[Point placement records]
= = = = = = =
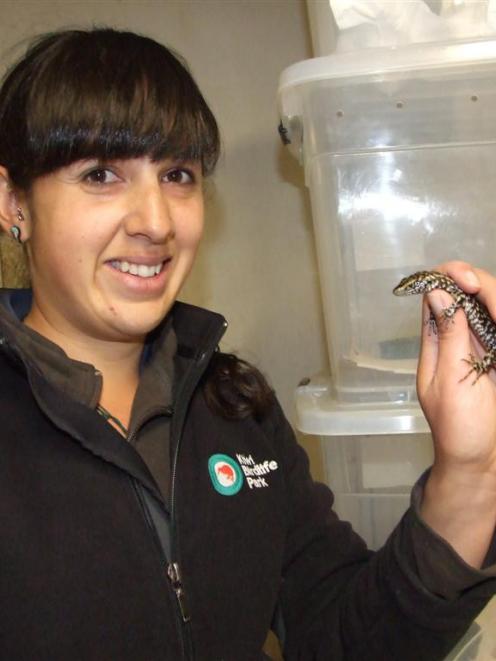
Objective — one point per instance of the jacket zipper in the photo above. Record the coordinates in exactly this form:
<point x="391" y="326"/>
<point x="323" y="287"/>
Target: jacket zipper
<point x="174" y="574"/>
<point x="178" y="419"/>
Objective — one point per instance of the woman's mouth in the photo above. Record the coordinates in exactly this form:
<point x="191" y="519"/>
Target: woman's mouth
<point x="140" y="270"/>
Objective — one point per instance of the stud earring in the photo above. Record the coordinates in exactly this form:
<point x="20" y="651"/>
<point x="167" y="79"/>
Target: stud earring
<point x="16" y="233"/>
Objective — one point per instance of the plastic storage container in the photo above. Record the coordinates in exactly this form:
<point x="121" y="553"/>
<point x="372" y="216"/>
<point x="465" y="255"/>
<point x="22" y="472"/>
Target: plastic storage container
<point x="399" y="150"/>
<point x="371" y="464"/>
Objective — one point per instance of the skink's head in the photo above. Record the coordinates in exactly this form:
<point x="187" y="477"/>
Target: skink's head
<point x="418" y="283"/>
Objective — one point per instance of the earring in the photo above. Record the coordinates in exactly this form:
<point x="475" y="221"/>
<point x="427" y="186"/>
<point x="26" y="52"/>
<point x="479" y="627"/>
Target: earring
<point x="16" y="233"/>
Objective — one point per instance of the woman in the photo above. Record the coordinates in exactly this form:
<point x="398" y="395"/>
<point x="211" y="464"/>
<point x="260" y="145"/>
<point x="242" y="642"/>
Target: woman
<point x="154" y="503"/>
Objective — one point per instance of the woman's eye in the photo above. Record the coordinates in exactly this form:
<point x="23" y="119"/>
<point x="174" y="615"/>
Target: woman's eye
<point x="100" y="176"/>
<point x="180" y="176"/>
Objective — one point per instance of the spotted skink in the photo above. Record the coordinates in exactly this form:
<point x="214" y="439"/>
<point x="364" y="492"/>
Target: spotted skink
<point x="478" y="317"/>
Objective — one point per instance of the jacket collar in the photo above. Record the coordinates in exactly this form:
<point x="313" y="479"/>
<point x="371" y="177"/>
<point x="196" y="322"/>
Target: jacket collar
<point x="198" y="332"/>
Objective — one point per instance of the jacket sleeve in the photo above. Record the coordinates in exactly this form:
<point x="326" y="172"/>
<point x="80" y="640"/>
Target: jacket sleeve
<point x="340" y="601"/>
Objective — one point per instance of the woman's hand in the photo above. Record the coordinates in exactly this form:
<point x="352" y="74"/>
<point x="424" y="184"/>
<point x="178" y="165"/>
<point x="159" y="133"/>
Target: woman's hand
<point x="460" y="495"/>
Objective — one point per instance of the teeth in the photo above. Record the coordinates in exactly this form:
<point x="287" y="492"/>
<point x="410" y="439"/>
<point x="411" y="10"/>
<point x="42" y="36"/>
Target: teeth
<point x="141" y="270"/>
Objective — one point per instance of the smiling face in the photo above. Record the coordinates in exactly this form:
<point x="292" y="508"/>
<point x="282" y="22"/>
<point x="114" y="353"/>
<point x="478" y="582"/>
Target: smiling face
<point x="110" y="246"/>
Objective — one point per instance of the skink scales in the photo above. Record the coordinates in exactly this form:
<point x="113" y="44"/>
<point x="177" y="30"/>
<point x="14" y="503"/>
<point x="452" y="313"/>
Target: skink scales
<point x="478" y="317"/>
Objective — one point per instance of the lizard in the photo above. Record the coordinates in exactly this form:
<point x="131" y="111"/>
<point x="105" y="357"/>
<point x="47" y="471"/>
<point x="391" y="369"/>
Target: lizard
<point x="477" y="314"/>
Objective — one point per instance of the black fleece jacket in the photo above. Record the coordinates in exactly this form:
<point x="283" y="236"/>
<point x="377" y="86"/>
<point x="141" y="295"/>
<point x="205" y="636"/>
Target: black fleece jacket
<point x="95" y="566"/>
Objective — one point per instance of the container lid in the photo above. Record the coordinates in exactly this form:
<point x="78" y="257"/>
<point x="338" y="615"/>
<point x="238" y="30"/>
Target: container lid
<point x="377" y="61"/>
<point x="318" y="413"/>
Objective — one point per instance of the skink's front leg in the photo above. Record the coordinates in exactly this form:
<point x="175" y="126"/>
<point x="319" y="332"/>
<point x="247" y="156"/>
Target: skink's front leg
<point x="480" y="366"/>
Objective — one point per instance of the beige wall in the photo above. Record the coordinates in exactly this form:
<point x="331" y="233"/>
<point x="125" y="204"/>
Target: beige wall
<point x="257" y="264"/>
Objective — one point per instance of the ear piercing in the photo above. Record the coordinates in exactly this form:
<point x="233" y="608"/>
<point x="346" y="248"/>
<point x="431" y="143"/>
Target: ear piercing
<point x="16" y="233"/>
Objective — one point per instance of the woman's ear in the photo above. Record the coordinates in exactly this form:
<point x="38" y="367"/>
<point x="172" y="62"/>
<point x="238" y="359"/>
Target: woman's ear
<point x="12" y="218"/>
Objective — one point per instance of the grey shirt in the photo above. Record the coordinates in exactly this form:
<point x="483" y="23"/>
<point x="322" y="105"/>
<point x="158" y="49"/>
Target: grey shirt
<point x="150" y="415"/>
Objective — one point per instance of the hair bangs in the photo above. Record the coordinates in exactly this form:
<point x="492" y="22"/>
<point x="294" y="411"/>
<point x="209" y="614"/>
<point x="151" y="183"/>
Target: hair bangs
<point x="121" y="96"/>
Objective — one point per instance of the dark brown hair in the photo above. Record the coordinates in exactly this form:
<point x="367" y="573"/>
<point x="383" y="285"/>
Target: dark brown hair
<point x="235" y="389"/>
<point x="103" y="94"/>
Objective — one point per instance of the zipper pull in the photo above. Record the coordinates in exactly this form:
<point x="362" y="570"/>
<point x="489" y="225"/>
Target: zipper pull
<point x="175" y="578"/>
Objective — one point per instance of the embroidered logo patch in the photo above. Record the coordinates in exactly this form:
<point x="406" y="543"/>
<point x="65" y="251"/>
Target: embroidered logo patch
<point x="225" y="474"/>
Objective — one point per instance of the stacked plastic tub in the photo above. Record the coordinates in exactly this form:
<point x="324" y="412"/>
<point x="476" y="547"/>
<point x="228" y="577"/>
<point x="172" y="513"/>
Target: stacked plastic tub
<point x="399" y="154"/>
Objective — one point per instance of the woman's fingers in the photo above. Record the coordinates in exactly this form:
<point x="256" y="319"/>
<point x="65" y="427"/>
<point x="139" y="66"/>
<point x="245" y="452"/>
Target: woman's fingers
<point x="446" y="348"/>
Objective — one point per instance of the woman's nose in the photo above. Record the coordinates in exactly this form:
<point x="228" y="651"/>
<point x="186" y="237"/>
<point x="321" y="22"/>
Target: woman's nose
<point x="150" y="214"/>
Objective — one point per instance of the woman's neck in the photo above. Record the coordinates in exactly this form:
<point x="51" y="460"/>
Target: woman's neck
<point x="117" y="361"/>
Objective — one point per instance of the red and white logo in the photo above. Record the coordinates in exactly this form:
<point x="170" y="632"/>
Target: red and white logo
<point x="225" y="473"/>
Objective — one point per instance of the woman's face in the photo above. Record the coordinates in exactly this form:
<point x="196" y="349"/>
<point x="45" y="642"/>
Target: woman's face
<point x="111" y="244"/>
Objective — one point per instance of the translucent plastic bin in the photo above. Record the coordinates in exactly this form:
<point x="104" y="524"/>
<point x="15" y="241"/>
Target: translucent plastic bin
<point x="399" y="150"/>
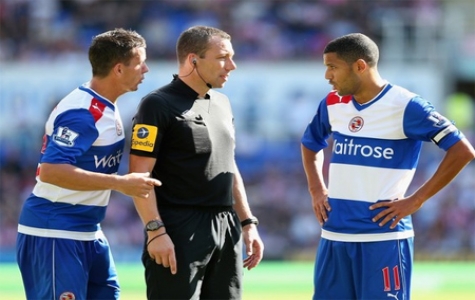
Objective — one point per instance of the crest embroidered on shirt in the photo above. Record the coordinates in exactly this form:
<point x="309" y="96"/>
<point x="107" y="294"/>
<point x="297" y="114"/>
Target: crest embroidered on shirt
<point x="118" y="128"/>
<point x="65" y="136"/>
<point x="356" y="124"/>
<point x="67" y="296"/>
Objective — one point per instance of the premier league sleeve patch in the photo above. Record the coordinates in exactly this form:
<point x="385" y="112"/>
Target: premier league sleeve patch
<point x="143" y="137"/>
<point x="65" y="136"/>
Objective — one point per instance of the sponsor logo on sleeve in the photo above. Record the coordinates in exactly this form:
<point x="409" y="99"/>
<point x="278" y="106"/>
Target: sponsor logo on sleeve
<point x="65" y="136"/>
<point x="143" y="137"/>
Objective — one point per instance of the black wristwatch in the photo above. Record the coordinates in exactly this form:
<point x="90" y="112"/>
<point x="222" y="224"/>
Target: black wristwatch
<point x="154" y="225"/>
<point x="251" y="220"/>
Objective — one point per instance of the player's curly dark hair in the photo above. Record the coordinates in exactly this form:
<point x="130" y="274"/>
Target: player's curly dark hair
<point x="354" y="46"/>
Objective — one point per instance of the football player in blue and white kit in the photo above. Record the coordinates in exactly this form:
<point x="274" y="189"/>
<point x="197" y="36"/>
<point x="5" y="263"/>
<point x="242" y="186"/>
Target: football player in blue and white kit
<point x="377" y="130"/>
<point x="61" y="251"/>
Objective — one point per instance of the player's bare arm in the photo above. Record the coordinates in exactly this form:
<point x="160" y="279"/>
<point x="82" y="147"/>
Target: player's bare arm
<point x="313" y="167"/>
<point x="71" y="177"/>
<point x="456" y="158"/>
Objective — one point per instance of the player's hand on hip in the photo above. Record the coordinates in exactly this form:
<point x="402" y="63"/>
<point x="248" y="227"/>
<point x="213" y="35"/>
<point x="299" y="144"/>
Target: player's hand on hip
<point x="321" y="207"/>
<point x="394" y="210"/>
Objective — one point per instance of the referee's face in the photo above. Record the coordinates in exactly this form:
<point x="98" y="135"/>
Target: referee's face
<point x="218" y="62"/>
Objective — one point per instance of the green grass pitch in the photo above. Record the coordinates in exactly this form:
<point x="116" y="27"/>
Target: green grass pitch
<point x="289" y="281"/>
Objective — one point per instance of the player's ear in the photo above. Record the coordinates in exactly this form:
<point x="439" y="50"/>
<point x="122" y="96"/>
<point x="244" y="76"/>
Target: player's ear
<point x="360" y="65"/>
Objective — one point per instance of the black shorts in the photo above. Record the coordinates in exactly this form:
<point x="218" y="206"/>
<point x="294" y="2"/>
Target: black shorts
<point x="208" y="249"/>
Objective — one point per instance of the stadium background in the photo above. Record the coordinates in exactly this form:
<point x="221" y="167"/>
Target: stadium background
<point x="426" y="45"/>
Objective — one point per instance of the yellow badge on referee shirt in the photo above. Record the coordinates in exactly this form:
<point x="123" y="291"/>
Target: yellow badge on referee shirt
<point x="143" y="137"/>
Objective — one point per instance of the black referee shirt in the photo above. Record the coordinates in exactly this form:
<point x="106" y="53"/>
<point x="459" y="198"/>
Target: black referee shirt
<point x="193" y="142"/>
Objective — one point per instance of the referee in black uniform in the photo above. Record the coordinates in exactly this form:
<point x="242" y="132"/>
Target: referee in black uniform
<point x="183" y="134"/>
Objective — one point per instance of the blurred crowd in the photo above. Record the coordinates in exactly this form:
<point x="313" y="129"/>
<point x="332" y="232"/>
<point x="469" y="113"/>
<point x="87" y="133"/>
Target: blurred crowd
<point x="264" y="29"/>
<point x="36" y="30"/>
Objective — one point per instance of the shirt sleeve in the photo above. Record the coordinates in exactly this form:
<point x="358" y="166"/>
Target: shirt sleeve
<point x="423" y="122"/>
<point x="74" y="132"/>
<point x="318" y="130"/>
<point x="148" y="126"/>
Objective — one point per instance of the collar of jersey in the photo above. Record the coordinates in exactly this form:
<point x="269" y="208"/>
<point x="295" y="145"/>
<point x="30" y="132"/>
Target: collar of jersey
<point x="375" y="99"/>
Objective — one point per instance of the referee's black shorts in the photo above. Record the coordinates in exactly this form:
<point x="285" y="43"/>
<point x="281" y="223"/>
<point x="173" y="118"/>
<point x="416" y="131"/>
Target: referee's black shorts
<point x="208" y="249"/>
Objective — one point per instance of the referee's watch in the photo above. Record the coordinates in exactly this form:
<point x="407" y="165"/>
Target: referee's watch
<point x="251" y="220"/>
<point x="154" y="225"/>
= = = = = = =
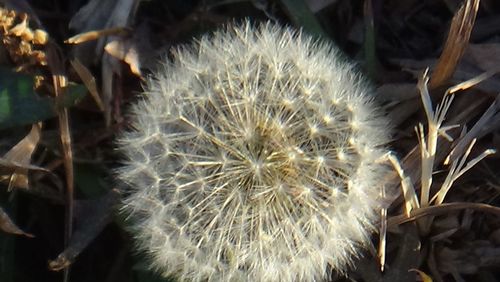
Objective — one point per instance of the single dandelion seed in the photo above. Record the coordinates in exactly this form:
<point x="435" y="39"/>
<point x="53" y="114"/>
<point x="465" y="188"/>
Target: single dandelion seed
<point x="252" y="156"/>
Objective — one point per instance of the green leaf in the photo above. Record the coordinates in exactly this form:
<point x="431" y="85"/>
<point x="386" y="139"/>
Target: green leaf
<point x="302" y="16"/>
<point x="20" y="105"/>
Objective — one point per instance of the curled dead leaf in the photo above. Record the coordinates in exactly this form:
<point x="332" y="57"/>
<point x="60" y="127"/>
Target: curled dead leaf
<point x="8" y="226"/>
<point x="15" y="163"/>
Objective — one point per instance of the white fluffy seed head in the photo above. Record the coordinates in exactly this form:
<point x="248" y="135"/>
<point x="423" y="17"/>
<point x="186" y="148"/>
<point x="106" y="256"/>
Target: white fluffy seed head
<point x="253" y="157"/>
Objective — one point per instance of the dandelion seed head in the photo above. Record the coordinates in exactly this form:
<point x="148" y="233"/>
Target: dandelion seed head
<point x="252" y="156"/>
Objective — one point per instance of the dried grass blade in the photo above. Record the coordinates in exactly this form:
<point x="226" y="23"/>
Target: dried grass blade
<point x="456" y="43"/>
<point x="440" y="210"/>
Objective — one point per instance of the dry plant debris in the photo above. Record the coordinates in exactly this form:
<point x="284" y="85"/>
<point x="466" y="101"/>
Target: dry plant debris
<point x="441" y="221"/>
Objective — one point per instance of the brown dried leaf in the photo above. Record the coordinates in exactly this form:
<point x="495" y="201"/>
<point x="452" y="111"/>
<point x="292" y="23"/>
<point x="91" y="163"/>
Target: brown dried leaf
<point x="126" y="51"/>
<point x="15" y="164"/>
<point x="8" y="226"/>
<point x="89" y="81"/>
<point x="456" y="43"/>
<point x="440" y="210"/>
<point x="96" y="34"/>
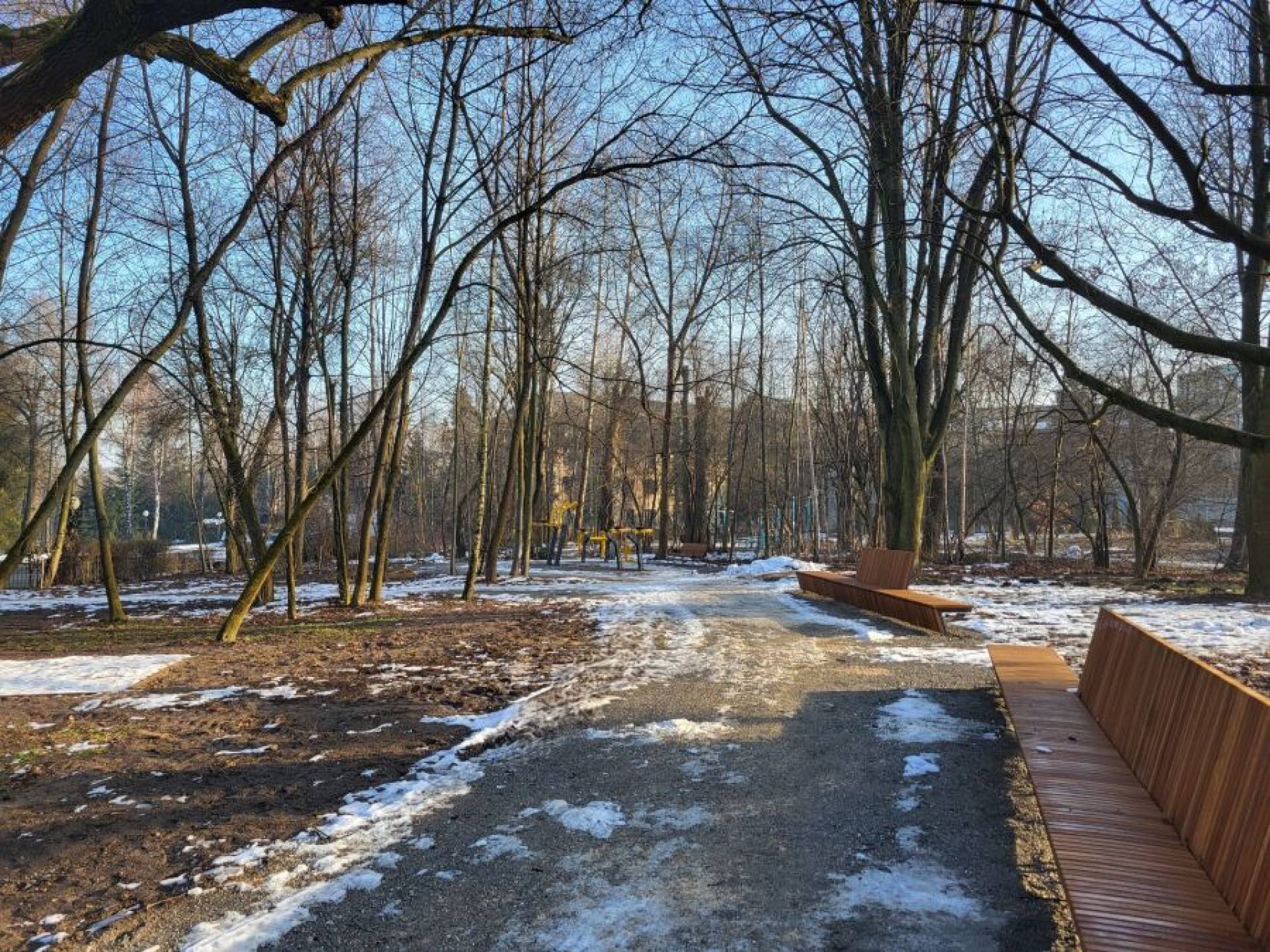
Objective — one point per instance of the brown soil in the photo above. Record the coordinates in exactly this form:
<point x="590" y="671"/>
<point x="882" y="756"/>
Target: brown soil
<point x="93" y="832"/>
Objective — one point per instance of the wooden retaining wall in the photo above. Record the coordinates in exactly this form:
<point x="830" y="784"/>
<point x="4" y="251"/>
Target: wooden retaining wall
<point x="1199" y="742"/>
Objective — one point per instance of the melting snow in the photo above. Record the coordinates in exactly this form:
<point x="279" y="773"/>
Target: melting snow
= = = = = = =
= PROBLEM REQUIREMENTS =
Please copy the items below word for word, beginning with the line that contains "Objective — one point per instance of the wooden" and ending after the line that contains "Target: melting snow".

= EXERCISE RESULT =
Objective — one point per instance of the wooden retaining wall in the photo above. Record the coordinates in exactly this form:
<point x="830" y="784"/>
<point x="4" y="251"/>
Target: wooden retaining wall
<point x="1199" y="742"/>
Objective — one point per instance of the melting snow in the photo above. Record the coordinates in exactly this form:
<point x="279" y="773"/>
Target: melting snow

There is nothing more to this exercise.